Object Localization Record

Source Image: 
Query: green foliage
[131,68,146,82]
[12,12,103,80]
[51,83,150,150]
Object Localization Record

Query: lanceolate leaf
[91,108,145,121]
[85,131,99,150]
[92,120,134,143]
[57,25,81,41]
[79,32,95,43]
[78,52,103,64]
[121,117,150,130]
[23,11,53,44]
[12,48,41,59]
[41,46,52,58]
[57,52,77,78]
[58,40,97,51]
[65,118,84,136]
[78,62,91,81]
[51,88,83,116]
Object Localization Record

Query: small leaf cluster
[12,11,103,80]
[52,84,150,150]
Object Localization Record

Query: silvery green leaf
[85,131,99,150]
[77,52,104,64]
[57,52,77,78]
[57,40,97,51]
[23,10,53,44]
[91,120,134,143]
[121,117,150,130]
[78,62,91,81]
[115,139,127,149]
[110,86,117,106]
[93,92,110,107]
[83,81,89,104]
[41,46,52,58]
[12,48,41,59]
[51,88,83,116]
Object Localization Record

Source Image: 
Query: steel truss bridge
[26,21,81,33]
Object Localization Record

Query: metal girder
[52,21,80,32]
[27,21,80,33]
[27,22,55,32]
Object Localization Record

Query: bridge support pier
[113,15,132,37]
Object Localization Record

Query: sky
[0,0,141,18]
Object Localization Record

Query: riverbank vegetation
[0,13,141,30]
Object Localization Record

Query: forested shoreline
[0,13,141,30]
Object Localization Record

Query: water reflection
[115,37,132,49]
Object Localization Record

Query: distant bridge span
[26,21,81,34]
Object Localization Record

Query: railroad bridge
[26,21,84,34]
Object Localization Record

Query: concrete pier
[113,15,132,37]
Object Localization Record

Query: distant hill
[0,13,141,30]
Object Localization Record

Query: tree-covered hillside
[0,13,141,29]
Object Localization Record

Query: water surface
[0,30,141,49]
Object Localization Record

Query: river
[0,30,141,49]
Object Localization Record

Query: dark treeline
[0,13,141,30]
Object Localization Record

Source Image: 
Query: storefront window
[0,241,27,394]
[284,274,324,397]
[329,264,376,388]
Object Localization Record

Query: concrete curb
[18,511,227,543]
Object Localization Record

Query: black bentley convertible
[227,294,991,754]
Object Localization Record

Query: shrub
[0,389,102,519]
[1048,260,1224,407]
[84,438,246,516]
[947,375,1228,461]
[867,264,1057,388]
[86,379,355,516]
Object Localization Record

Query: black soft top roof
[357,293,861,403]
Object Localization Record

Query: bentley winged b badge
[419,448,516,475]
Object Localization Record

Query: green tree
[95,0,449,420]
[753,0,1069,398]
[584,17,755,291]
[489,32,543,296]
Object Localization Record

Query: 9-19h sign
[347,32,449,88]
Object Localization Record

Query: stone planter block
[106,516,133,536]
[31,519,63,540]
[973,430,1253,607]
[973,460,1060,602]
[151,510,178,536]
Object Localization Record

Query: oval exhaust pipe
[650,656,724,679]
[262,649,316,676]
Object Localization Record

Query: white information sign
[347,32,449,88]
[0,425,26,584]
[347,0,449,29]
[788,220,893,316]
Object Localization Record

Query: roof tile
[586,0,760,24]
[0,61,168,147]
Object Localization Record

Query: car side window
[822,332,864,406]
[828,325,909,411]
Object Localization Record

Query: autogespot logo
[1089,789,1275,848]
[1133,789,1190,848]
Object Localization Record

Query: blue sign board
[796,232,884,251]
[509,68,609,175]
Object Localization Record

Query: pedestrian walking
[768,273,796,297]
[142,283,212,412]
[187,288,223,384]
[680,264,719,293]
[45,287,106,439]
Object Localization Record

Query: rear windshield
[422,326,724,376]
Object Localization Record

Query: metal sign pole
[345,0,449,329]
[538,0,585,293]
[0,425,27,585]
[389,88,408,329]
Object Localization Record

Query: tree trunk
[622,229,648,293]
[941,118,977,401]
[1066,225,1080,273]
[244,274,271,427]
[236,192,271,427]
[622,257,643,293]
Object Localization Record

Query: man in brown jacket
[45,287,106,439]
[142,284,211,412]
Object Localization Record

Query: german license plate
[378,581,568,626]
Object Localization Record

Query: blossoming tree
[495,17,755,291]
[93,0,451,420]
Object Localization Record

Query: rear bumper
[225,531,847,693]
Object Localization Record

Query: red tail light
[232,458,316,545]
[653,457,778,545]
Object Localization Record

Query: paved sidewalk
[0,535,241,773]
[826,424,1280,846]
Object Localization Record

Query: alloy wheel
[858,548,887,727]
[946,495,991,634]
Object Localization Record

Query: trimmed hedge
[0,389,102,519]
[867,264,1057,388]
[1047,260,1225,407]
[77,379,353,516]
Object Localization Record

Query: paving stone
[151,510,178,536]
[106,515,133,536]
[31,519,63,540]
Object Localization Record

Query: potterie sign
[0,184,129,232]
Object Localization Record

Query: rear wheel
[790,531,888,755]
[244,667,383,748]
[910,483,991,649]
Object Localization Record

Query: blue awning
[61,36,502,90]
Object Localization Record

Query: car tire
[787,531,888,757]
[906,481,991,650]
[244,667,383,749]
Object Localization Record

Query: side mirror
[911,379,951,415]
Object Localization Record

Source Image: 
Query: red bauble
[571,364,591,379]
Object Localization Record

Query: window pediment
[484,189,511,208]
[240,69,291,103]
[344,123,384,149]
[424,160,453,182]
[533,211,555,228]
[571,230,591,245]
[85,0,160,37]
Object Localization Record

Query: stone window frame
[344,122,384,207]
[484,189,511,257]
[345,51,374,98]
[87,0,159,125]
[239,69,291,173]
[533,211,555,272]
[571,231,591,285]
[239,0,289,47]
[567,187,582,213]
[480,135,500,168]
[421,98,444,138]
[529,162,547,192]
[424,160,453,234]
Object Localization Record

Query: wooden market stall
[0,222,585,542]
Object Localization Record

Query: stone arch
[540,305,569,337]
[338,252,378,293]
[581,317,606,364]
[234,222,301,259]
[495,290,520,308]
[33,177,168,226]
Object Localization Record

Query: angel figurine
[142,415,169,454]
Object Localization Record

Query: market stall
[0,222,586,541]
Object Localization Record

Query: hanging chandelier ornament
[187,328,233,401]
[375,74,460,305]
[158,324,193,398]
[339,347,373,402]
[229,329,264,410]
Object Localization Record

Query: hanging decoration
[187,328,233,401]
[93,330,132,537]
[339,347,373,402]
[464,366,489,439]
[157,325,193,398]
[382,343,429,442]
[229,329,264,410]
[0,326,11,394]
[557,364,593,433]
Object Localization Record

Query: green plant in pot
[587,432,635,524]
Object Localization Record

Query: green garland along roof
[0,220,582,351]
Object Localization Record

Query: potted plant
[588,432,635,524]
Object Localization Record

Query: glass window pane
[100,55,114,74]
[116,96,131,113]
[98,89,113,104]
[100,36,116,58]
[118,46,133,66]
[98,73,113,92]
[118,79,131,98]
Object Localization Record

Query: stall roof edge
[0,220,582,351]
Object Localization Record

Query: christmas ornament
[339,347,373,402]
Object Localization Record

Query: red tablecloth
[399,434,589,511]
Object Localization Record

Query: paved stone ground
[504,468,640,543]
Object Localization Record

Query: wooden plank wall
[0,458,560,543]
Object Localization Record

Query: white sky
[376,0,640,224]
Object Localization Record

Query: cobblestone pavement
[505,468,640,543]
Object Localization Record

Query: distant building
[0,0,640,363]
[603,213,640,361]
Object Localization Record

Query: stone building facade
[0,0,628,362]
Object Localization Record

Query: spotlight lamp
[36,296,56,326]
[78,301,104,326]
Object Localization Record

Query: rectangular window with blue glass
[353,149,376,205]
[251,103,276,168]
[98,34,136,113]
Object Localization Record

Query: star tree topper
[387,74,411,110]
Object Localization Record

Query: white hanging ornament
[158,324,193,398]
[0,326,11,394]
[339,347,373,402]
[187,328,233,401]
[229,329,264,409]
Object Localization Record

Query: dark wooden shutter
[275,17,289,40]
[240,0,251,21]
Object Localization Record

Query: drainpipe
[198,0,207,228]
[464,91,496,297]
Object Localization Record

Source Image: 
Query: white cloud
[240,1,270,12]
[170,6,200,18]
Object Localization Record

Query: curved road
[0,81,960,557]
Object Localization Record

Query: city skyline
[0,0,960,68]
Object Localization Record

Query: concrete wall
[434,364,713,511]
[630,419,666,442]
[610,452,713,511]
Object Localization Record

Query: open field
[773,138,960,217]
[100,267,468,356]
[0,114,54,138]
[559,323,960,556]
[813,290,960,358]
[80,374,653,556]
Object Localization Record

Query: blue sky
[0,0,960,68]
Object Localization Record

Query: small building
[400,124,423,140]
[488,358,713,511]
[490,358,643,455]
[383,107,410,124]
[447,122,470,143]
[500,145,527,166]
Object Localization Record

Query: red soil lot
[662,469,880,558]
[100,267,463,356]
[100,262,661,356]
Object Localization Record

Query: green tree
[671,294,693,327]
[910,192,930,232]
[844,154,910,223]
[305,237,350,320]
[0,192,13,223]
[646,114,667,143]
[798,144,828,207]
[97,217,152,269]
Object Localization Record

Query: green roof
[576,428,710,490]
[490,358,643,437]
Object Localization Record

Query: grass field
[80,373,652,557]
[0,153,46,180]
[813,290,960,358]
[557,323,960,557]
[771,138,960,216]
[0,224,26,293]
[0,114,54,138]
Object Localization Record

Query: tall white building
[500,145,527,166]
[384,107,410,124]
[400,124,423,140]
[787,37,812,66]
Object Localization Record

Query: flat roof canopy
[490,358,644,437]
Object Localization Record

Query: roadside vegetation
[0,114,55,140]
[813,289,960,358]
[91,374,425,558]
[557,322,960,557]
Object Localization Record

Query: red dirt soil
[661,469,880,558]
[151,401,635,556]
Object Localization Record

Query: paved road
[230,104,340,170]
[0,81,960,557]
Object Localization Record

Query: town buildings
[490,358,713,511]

**DESCRIPTION OF THE TASK**
Please format the data from its first line through the line holding "[51,83,150,150]", inclusive, as a Markdown table with the columns Row and Line. Leave out blank lines.

**OUTPUT OF THE EXERCISE**
| Row | Line |
|---|---|
| 1 | Object Localization Record |
| 2 | Source Image:  |
| 3 | Query: green foliage |
| 4 | [131,68,146,82] |
| 5 | [12,12,103,80] |
| 6 | [51,83,150,150] |